• [Exercise]: Copy the following lines without changing anything.

• • • •

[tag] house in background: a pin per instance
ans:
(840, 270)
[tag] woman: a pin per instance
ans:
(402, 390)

• • • •

• [Full answer]:
[tag] house in background: a pin per instance
ans:
(840, 270)
[tag] woman: a pin per instance
ans:
(402, 390)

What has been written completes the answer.